- ACTION ITEM -
Your task is to print all of the data below exactly, with no pictures included.
::::
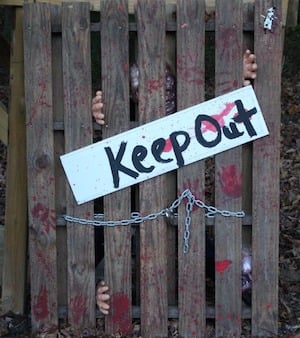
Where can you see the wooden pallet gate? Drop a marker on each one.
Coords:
(58, 95)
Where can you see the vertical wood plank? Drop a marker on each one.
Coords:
(266, 152)
(78, 133)
(15, 230)
(40, 162)
(228, 175)
(190, 89)
(59, 149)
(117, 206)
(153, 234)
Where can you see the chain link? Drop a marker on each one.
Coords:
(169, 213)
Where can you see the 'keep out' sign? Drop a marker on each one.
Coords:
(163, 145)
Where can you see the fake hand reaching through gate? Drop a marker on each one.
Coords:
(102, 297)
(249, 74)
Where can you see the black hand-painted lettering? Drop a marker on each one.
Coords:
(139, 153)
(157, 149)
(198, 131)
(178, 149)
(232, 132)
(116, 166)
(244, 117)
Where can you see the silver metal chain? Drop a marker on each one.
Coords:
(169, 213)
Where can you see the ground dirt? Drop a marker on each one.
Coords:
(289, 260)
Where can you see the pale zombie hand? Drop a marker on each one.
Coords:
(97, 105)
(249, 74)
(249, 67)
(102, 297)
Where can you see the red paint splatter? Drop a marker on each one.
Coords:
(154, 85)
(188, 71)
(168, 146)
(194, 187)
(206, 126)
(44, 215)
(231, 181)
(120, 314)
(221, 266)
(78, 307)
(40, 304)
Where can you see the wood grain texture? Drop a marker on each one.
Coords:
(78, 133)
(40, 166)
(117, 206)
(15, 231)
(190, 89)
(228, 175)
(153, 234)
(266, 152)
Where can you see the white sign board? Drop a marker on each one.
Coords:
(163, 145)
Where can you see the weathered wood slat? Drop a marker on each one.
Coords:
(190, 89)
(59, 147)
(115, 85)
(78, 133)
(266, 153)
(15, 231)
(228, 174)
(153, 234)
(69, 82)
(40, 165)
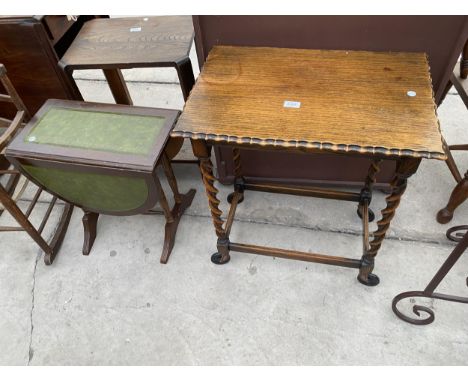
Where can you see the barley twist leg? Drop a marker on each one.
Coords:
(405, 168)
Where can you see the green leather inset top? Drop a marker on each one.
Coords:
(96, 130)
(103, 193)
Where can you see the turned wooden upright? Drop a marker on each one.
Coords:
(374, 104)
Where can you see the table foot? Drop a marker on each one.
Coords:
(371, 214)
(217, 258)
(171, 227)
(372, 280)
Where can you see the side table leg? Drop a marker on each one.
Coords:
(182, 202)
(186, 77)
(405, 168)
(90, 229)
(202, 152)
(458, 196)
(118, 86)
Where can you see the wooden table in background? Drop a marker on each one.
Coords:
(378, 105)
(132, 42)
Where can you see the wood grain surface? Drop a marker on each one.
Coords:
(130, 42)
(350, 101)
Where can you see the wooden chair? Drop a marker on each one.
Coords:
(8, 191)
(460, 193)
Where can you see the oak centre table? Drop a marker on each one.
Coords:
(354, 103)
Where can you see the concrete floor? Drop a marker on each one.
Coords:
(120, 306)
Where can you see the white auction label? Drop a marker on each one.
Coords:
(292, 104)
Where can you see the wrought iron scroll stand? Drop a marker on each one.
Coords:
(453, 234)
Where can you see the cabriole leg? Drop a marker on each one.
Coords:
(238, 178)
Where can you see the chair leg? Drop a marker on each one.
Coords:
(451, 162)
(458, 196)
(90, 229)
(22, 220)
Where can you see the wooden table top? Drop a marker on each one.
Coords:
(350, 101)
(130, 42)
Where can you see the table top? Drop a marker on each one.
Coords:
(96, 134)
(130, 42)
(339, 101)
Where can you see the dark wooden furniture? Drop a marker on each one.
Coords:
(30, 47)
(460, 192)
(460, 234)
(292, 100)
(440, 37)
(133, 42)
(102, 158)
(8, 128)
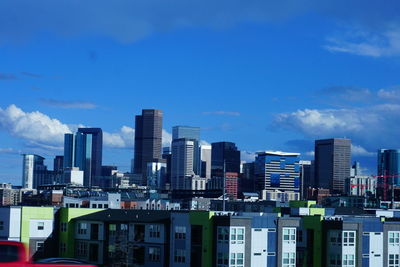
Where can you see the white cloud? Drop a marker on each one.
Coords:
(370, 127)
(363, 43)
(39, 130)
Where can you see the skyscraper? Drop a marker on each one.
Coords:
(278, 172)
(85, 150)
(224, 152)
(182, 163)
(34, 172)
(148, 140)
(388, 172)
(332, 163)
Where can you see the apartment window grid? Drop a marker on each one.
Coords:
(223, 234)
(180, 255)
(237, 235)
(180, 232)
(63, 227)
(394, 260)
(348, 260)
(289, 235)
(154, 230)
(154, 254)
(335, 260)
(82, 228)
(349, 238)
(222, 259)
(82, 249)
(289, 260)
(237, 260)
(40, 226)
(394, 238)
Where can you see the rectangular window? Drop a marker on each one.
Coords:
(237, 260)
(349, 238)
(222, 234)
(63, 227)
(289, 260)
(40, 226)
(394, 260)
(180, 255)
(154, 254)
(180, 232)
(154, 230)
(237, 235)
(289, 235)
(82, 228)
(222, 260)
(348, 260)
(394, 238)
::::
- WRITTEN SOLUTION -
Where can you see the wooden pallet gate? Drop a marker on each one.
Coords:
(58, 95)
Where can you see the vertical wood plank? Drop a marker on each one.
Coords:
(266, 152)
(78, 133)
(15, 230)
(40, 162)
(228, 175)
(190, 89)
(59, 149)
(117, 206)
(153, 234)
Where can you see the chain link? Drop a marker on each one.
Coords:
(169, 213)
Where can you see the 'keep out' sign? Drop a marker on each one.
Coords:
(163, 145)
Where can you see the fake hand reaching through gate? Drop a marker on each one.
Coords:
(102, 297)
(249, 74)
Where can you see the black hand-painted lettering? Drop a marker on each one.
Coords:
(139, 153)
(157, 149)
(198, 131)
(178, 149)
(232, 132)
(116, 166)
(244, 117)
Where can you see the silver metal chain? Drop a marker on each one.
Coords:
(169, 213)
Where can you see the ground dirt? Drop a marker on each one.
Coords:
(289, 260)
Where can you see the pale zombie hand? Drop a marker on each one.
Coords:
(97, 105)
(249, 74)
(249, 67)
(102, 297)
Where can you see the red paint splatter? Drop a marker on each one.
Coords:
(154, 85)
(188, 71)
(168, 146)
(194, 187)
(206, 126)
(44, 215)
(231, 181)
(120, 314)
(221, 266)
(78, 307)
(40, 304)
Where can you see the wood grain texture? Drop a marker on each one.
Coords:
(78, 133)
(40, 166)
(117, 206)
(15, 231)
(190, 89)
(228, 175)
(153, 234)
(266, 152)
Where can you see the white sign board? Drop a marker on each one.
Coords:
(163, 145)
Where can you see the weathered wood slat? Drop a marker on each one.
Coords:
(190, 89)
(59, 147)
(115, 85)
(78, 133)
(266, 153)
(15, 231)
(228, 174)
(153, 234)
(69, 82)
(40, 165)
Where can you see the barley twist leg? Drop a marker on each one.
Coords:
(405, 168)
Where can you see the green leather inset top? Drop a marker on each one.
Coords:
(96, 130)
(103, 193)
Where can you see the turned wooden upright? Drop a marker on each one.
Coords:
(374, 104)
Where can you see the table foot? Drop a marker on each one.
Coords:
(371, 214)
(217, 258)
(171, 227)
(372, 280)
Where can you see the side table leg? Drop a marker on each one.
Coords:
(182, 202)
(186, 77)
(405, 168)
(90, 229)
(202, 152)
(458, 196)
(118, 86)
Where can you see the wooden table in background? Drop a marker on each one.
Coords:
(378, 105)
(132, 42)
Where can you see the wood grain surface? Drop a marker on each one.
Coords:
(130, 42)
(350, 101)
Where can you see the wooden chair? Drop a marker on each one.
Coords:
(8, 191)
(460, 193)
Where can you see the oak centre table? Drop a marker on each one.
Coords:
(354, 103)
Where can you see the concrete floor? Drop a marker on each one.
Coords:
(120, 306)
Where can you see the white auction label? Drop a marker on each one.
Coords:
(292, 104)
Where can you see the wrought iron scroll stand? Drop a marker on each one.
Coords:
(453, 234)
Where can you see the cabriole leg? Drop a marker on each one.
Coords:
(238, 178)
Where can you see the chair leg? Drop a marker on each one.
Coords:
(451, 162)
(458, 196)
(90, 229)
(22, 220)
Where can you see the wooden table top? Drop a marker on each one.
Coords:
(350, 101)
(130, 42)
Where can you see the table top? Drop a marker on each one.
Coords:
(96, 134)
(130, 42)
(339, 101)
Where can you see the dark wooden furniture? Drop a marker on each one.
Coords:
(30, 47)
(460, 192)
(460, 234)
(292, 100)
(440, 37)
(133, 42)
(102, 158)
(8, 128)
Where can you see the white cloud? Drop a marker on each one.
Coords:
(370, 127)
(363, 43)
(39, 130)
Where can you see the skyscraper? Drop a marker on each one.
Coords:
(278, 172)
(85, 150)
(224, 152)
(182, 163)
(34, 172)
(148, 140)
(388, 172)
(332, 163)
Where can you see the apartment window grid? Drop a marker on each one.
Coords:
(223, 234)
(180, 255)
(237, 235)
(180, 232)
(63, 227)
(394, 260)
(348, 260)
(289, 235)
(154, 230)
(154, 254)
(335, 260)
(82, 228)
(349, 238)
(222, 259)
(82, 249)
(289, 260)
(237, 260)
(40, 226)
(394, 238)
Where can you see the rectangular window? Drop a marker on each one.
Coords:
(237, 260)
(349, 238)
(222, 234)
(63, 227)
(289, 260)
(40, 226)
(394, 260)
(180, 255)
(154, 254)
(180, 232)
(154, 230)
(237, 235)
(289, 235)
(82, 228)
(222, 260)
(348, 260)
(394, 238)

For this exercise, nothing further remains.